Rewrite all the records with "every instance" swapped for "all instances" and everything else unchanged. Leave the pictures out of the answer.
Start DATASET
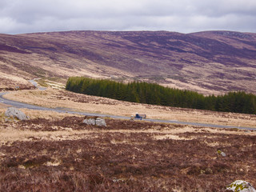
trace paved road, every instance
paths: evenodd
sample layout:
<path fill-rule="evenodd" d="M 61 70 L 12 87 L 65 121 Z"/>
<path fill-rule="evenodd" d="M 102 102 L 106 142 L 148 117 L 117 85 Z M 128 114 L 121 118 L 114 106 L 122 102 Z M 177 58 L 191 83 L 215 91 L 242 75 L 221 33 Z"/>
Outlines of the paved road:
<path fill-rule="evenodd" d="M 4 98 L 2 96 L 6 93 L 0 93 L 0 102 L 5 103 L 6 105 L 10 105 L 17 108 L 26 108 L 30 110 L 50 110 L 58 113 L 68 113 L 73 114 L 82 114 L 86 116 L 98 116 L 102 118 L 120 118 L 120 119 L 130 119 L 130 117 L 125 116 L 116 116 L 116 115 L 106 115 L 102 114 L 91 114 L 91 113 L 85 113 L 85 112 L 77 112 L 74 111 L 71 109 L 64 109 L 64 108 L 47 108 L 43 106 L 30 105 L 23 102 L 15 102 L 9 99 Z M 179 122 L 175 120 L 160 120 L 160 119 L 144 119 L 146 122 L 166 122 L 166 123 L 175 123 L 175 124 L 182 124 L 182 125 L 191 125 L 191 126 L 206 126 L 206 127 L 216 127 L 216 128 L 236 128 L 240 130 L 256 130 L 255 128 L 250 127 L 242 127 L 242 126 L 219 126 L 219 125 L 213 125 L 213 124 L 206 124 L 206 123 L 198 123 L 198 122 Z"/>

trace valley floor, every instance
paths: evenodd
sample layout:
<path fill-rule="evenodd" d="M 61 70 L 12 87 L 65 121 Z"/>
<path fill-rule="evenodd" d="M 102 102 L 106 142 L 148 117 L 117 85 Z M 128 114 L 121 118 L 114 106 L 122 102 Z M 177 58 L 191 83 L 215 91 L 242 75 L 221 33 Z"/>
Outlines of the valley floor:
<path fill-rule="evenodd" d="M 52 108 L 255 127 L 256 115 L 130 103 L 63 90 L 20 90 L 7 98 Z M 21 109 L 5 122 L 0 103 L 0 191 L 221 191 L 256 186 L 255 130 L 83 117 Z M 226 154 L 222 156 L 221 152 Z"/>
<path fill-rule="evenodd" d="M 0 191 L 221 191 L 256 186 L 255 131 L 82 117 L 0 124 Z M 219 151 L 226 154 L 223 157 Z"/>

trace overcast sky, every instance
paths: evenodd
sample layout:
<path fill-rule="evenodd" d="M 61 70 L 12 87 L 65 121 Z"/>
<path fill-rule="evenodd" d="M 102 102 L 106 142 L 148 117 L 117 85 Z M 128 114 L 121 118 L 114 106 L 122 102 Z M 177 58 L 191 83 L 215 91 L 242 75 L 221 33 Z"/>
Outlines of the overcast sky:
<path fill-rule="evenodd" d="M 256 0 L 0 0 L 0 33 L 256 32 Z"/>

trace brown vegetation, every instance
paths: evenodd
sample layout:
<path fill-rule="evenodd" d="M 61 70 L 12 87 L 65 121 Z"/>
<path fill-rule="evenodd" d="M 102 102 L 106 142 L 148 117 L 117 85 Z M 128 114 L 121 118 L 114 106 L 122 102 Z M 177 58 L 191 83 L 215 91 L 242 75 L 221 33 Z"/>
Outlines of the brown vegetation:
<path fill-rule="evenodd" d="M 130 117 L 136 112 L 148 118 L 178 120 L 234 126 L 255 127 L 256 115 L 222 113 L 122 102 L 48 88 L 47 90 L 22 90 L 5 95 L 6 98 L 50 108 Z"/>
<path fill-rule="evenodd" d="M 113 119 L 102 128 L 82 119 L 2 123 L 0 132 L 13 134 L 0 134 L 0 191 L 221 191 L 237 179 L 256 186 L 255 132 Z"/>
<path fill-rule="evenodd" d="M 206 94 L 255 94 L 255 34 L 229 31 L 1 34 L 0 72 L 23 79 L 86 75 L 157 82 Z"/>

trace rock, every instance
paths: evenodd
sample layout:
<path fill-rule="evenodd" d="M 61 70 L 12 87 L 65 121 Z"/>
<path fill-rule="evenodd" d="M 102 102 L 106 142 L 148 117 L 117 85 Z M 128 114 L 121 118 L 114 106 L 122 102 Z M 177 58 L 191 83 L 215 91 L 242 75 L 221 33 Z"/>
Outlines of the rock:
<path fill-rule="evenodd" d="M 237 180 L 226 187 L 226 191 L 256 192 L 256 190 L 247 182 Z"/>
<path fill-rule="evenodd" d="M 92 126 L 106 126 L 106 122 L 103 118 L 86 118 L 82 122 L 83 123 L 86 123 L 87 125 L 92 125 Z"/>
<path fill-rule="evenodd" d="M 5 113 L 5 115 L 8 118 L 18 118 L 19 120 L 27 120 L 29 118 L 19 110 L 14 108 L 14 107 L 10 107 L 7 109 L 7 110 Z"/>
<path fill-rule="evenodd" d="M 222 155 L 222 157 L 226 157 L 226 154 L 223 151 L 221 151 L 220 150 L 217 151 L 217 154 Z"/>
<path fill-rule="evenodd" d="M 86 123 L 87 125 L 95 126 L 95 119 L 94 118 L 86 118 L 85 120 L 83 120 L 82 122 Z"/>
<path fill-rule="evenodd" d="M 106 126 L 105 119 L 103 118 L 96 118 L 95 123 L 96 123 L 96 126 Z"/>

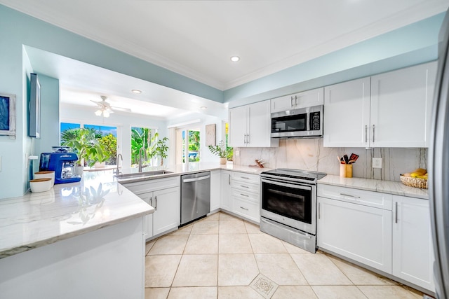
End DATASET
### EXERCISE SOLUTION
trace paved road, all instances
paths: evenodd
sample layout:
<path fill-rule="evenodd" d="M 61 70 L 12 87 L 65 121 Z"/>
<path fill-rule="evenodd" d="M 102 102 L 106 142 L 148 117 L 117 85 Z M 128 114 L 121 118 L 114 106 L 122 102 Z M 177 58 L 191 83 L 215 91 L 242 75 L 221 33 Z"/>
Outlines of the paved road:
<path fill-rule="evenodd" d="M 4 98 L 2 96 L 6 93 L 0 93 L 0 102 L 5 103 L 6 105 L 10 105 L 17 108 L 26 108 L 30 110 L 50 110 L 58 113 L 68 113 L 73 114 L 82 114 L 86 116 L 98 116 L 102 118 L 120 118 L 120 119 L 130 119 L 130 117 L 125 116 L 116 116 L 116 115 L 106 115 L 102 114 L 91 114 L 91 113 L 85 113 L 85 112 L 77 112 L 74 111 L 71 109 L 64 109 L 64 108 L 47 108 L 43 106 L 30 105 L 23 102 L 15 102 L 9 99 Z M 179 122 L 175 120 L 160 120 L 160 119 L 144 119 L 146 122 L 166 122 L 166 123 L 175 123 L 175 124 L 182 124 L 182 125 L 191 125 L 191 126 L 206 126 L 206 127 L 216 127 L 216 128 L 236 128 L 240 130 L 256 130 L 255 128 L 250 127 L 242 127 L 242 126 L 219 126 L 219 125 L 213 125 L 213 124 L 206 124 L 206 123 L 198 123 L 198 122 Z"/>

trace valley floor, all instances
paths: evenodd
sample layout:
<path fill-rule="evenodd" d="M 61 70 L 12 87 L 65 121 Z"/>
<path fill-rule="evenodd" d="M 102 102 L 106 142 L 148 117 L 117 85 Z M 128 114 L 121 118 L 114 106 L 122 102 Z M 177 58 L 191 83 L 215 91 L 242 75 L 221 33 Z"/>
Outlines of the valley floor:
<path fill-rule="evenodd" d="M 52 108 L 255 127 L 256 115 L 130 103 L 63 90 L 20 90 L 7 98 Z M 21 109 L 5 122 L 0 103 L 0 191 L 221 191 L 256 186 L 255 130 L 83 117 Z M 226 154 L 222 156 L 221 152 Z"/>
<path fill-rule="evenodd" d="M 0 191 L 221 191 L 256 186 L 255 131 L 82 117 L 0 124 Z M 219 151 L 226 154 L 223 157 Z"/>

trace overcast sky, all instances
paths: evenodd
sample layout:
<path fill-rule="evenodd" d="M 61 70 L 12 87 L 65 121 Z"/>
<path fill-rule="evenodd" d="M 102 102 L 106 142 L 148 117 L 117 85 Z M 128 114 L 121 118 L 114 106 L 122 102 Z M 177 58 L 191 83 L 215 91 L 242 75 L 221 33 Z"/>
Outlines of the overcast sky:
<path fill-rule="evenodd" d="M 256 0 L 0 0 L 0 33 L 256 32 Z"/>

trace brown vegetation, all instances
paths: evenodd
sample layout:
<path fill-rule="evenodd" d="M 61 70 L 12 87 L 65 121 Z"/>
<path fill-rule="evenodd" d="M 102 102 L 106 142 L 148 117 L 117 85 Z M 128 114 L 121 118 L 114 106 L 122 102 Z M 177 58 L 191 83 L 215 91 L 242 75 L 221 33 Z"/>
Outlines of the brown vegetation:
<path fill-rule="evenodd" d="M 130 117 L 136 112 L 148 118 L 178 120 L 234 126 L 255 127 L 256 115 L 222 113 L 122 102 L 48 88 L 47 90 L 22 90 L 5 95 L 6 98 L 50 108 Z"/>
<path fill-rule="evenodd" d="M 113 119 L 102 128 L 82 119 L 2 123 L 0 132 L 13 134 L 0 134 L 0 191 L 221 191 L 237 179 L 256 186 L 255 132 Z"/>
<path fill-rule="evenodd" d="M 206 94 L 255 94 L 255 34 L 229 31 L 1 34 L 0 72 L 23 79 L 86 75 L 157 82 Z"/>

trace rock, all instances
paths: evenodd
sample layout:
<path fill-rule="evenodd" d="M 61 70 L 12 87 L 65 121 Z"/>
<path fill-rule="evenodd" d="M 102 102 L 106 142 L 148 117 L 117 85 Z M 128 114 L 121 118 L 114 106 L 122 102 Z M 177 58 L 191 83 L 215 91 L 242 75 L 221 33 Z"/>
Outlines of the rock:
<path fill-rule="evenodd" d="M 237 180 L 226 187 L 226 191 L 256 192 L 256 190 L 247 182 Z"/>
<path fill-rule="evenodd" d="M 92 126 L 106 126 L 106 122 L 103 118 L 86 118 L 82 122 L 83 123 L 86 123 L 87 125 L 92 125 Z"/>
<path fill-rule="evenodd" d="M 5 113 L 5 115 L 8 118 L 18 118 L 19 120 L 27 120 L 29 118 L 19 110 L 14 108 L 14 107 L 10 107 L 7 109 L 7 110 Z"/>
<path fill-rule="evenodd" d="M 222 155 L 222 157 L 226 157 L 226 154 L 223 151 L 221 151 L 220 150 L 217 151 L 217 154 Z"/>
<path fill-rule="evenodd" d="M 86 123 L 87 125 L 95 126 L 95 119 L 94 118 L 86 118 L 85 120 L 83 120 L 82 122 Z"/>
<path fill-rule="evenodd" d="M 106 126 L 105 119 L 103 118 L 96 118 L 95 123 L 96 123 L 96 126 Z"/>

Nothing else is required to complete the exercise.